Seeking out new knowledge that flows

Seeking out new knowledge that flowsI have been heavily influenced by the great work of John Hagel and Deloitte’s “Big Shift Index” as a frame to measure the forces of long-term change. What really holds my attention is “knowledge flows” and they are suggesting we are moving from a world of push to a world of pull.

The world is increasingly uncertain and to steer through this we need new ways to access, attract and accumulate understanding.

Knowledge is highly intangible. Today it is less to do with the “stocks” of knowledge we have the ability to keep refreshing and that means increased participation in the relevant “flows” of knowledge. It is getting your “stocks and flows” right.

Knowledge is becoming even more of our competitive edge. It is making this incoming knowledge tacit, relevant to us and this comes increasingly from our connections into networks and who and what we want to search out and connect with.

Broad observations of Knowledge include:

  • Knowledge is intangible
  • Knowledge arises from information and thus from the interpretation of data
  • Knowledge has some, but not all, of the characteristics, we associate with capital
  • Knowledge can be instantiated in various ways
  • Knowledge derives value from its use in human activity
  • Knowledge cannot easily be aggregated
  • Knowledge evolves
  • Knowledge is created and exploited through networks
  • The distribution of knowledge is as important as its ‘quantity’

We need to treat knowledge as passing through hindsight, through foresight into insight. It is when you combine tacit knowledge where experience matters and it is in the new connections you advance your thinking.

Data provided -

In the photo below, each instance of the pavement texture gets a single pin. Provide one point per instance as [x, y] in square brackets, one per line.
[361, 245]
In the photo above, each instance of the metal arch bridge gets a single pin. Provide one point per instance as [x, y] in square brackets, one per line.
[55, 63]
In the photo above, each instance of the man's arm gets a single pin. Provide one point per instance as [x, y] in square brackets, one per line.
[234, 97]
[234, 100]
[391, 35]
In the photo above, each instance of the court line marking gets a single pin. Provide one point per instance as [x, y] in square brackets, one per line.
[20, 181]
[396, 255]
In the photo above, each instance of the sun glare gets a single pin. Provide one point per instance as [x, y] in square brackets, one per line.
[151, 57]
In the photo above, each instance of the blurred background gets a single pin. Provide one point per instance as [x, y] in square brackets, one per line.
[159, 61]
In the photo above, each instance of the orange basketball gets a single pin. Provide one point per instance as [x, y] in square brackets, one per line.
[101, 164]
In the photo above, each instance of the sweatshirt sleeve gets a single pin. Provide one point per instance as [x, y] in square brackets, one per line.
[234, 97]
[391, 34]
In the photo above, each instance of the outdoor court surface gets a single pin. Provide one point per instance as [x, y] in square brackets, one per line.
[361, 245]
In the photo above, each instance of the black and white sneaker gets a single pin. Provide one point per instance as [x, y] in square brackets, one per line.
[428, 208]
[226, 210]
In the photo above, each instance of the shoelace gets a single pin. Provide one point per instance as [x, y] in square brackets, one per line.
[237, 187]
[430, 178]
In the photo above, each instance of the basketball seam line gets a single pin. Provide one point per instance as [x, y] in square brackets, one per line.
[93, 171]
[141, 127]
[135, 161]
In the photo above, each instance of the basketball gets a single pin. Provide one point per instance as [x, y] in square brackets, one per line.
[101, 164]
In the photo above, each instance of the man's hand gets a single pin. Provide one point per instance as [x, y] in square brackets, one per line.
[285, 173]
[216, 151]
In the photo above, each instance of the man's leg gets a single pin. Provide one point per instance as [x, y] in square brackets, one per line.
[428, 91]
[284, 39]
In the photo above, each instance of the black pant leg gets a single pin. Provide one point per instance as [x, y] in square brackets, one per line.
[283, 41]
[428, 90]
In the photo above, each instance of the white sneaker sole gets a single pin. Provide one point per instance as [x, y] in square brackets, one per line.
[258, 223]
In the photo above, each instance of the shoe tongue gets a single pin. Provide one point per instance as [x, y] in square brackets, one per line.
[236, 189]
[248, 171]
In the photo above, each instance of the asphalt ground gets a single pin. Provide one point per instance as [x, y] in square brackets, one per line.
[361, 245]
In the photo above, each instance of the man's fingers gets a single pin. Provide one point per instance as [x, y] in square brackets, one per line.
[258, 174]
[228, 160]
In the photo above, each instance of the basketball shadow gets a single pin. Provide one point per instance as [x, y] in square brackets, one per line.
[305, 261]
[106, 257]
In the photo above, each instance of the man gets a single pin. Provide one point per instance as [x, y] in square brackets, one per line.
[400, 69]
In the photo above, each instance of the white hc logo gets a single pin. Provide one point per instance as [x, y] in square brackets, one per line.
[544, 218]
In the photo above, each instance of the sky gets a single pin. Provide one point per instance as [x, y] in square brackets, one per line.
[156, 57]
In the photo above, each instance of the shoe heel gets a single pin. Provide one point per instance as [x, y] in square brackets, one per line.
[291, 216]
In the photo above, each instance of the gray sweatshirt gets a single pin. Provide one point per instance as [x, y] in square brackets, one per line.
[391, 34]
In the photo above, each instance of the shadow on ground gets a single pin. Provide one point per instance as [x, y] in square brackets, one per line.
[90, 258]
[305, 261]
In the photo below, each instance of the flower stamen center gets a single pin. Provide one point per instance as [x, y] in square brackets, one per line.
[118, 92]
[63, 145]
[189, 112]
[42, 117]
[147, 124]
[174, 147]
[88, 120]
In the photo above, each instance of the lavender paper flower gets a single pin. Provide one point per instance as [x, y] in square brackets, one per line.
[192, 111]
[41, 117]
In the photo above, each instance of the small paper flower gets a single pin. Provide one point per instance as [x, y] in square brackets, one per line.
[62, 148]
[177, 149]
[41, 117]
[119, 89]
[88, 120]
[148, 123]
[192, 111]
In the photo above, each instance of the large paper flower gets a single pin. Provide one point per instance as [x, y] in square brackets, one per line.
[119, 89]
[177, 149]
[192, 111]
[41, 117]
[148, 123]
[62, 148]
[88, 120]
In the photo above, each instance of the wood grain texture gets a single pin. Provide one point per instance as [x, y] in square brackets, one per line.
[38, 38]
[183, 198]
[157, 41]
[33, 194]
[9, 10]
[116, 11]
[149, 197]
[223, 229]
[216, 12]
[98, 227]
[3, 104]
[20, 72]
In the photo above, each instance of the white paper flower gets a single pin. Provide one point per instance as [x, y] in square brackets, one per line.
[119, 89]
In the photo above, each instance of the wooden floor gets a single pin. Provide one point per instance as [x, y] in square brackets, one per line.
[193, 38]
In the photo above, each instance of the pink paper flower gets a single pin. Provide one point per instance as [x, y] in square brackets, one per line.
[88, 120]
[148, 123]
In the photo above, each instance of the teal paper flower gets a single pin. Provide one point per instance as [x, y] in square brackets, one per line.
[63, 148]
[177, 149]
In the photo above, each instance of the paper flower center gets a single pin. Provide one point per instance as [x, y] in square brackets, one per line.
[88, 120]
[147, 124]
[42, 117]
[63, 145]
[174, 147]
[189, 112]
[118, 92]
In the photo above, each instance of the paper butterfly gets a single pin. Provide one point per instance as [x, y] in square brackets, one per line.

Objectives -
1. Quote the stretch of the knowledge flows text from "Knowledge is highly" through "and connect with.", copying it word for word.
2. Find each line of the records that contains the string "flower" and copy those lines.

Final answers -
1.
Knowledge is highly intangible. Today it is less to do with the “stocks” of knowledge we have the ability to keep refreshing and that means increased participation in the relevant “flows” of knowledge. It is getting your “stocks and flows” right.

Knowledge is becoming even more of our competitive edge. It is making this incoming knowledge tacit, relevant to us and this comes increasingly from our connections into networks and who and what we want to search out and connect with.

2.
In the photo below, each instance of the flower stamen center gets a single pin. Provide one point per instance as [x, y] in square brackets, one per line.
In the photo above, each instance of the lavender paper flower gets a single pin. Provide one point per instance as [x, y] in square brackets, one per line.
In the photo above, each instance of the small paper flower gets a single pin. Provide one point per instance as [x, y] in square brackets, one per line.
In the photo above, each instance of the large paper flower gets a single pin. Provide one point per instance as [x, y] in square brackets, one per line.
In the photo above, each instance of the white paper flower gets a single pin. Provide one point per instance as [x, y] in square brackets, one per line.
In the photo above, each instance of the pink paper flower gets a single pin. Provide one point per instance as [x, y] in square brackets, one per line.
In the photo above, each instance of the teal paper flower gets a single pin. Provide one point per instance as [x, y] in square brackets, one per line.
In the photo above, each instance of the paper flower center gets a single pin. Provide one point per instance as [x, y] in square brackets, one per line.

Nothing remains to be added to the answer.